- DATA SHOWN:
----------------

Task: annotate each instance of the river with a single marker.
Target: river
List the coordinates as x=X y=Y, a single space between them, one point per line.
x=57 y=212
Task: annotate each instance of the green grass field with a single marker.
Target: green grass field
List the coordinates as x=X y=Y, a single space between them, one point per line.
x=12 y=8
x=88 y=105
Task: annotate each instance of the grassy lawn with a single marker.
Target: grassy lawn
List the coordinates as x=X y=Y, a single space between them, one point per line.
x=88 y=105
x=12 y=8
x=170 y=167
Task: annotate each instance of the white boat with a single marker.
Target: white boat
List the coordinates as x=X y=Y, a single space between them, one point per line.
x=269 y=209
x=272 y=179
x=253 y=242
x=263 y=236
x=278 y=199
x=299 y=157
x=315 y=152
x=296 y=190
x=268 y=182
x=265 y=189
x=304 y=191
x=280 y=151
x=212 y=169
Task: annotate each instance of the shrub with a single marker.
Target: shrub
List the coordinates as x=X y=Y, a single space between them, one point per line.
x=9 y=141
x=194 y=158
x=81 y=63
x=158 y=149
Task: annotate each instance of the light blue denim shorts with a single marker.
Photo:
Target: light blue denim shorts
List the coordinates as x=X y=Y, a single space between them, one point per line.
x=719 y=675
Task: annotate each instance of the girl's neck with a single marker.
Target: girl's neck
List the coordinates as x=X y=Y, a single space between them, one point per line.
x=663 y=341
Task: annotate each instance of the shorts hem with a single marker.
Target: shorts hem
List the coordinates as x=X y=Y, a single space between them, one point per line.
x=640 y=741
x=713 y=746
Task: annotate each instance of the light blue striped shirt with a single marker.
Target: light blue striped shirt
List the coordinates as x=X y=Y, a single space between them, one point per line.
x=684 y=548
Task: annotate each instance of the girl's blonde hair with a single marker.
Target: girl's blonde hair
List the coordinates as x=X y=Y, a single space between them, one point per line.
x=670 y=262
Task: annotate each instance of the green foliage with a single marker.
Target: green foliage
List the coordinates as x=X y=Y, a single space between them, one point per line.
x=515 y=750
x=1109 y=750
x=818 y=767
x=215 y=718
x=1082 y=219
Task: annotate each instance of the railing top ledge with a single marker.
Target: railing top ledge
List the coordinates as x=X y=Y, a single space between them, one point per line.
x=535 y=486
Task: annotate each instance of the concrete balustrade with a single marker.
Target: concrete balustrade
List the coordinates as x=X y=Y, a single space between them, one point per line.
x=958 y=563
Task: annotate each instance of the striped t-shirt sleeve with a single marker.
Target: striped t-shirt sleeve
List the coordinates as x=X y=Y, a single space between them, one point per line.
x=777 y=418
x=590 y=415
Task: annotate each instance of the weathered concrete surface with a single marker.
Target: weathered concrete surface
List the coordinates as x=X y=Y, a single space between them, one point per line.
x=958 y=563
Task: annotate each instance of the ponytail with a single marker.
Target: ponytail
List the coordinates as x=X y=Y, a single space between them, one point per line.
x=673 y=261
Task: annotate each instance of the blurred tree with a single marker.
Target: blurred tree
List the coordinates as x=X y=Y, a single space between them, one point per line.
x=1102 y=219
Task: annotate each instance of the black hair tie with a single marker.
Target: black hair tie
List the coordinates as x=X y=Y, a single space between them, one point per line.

----------------

- ACTIVITY:
Go through the records and gather the lines that hold "shorts".

- EXERCISE ANSWER:
Task: annotate each instance of the light blue denim shorts with a single marker.
Target: light blue denim shorts
Task: annotate each instance of the shorts hem with a single marker.
Target: shorts hem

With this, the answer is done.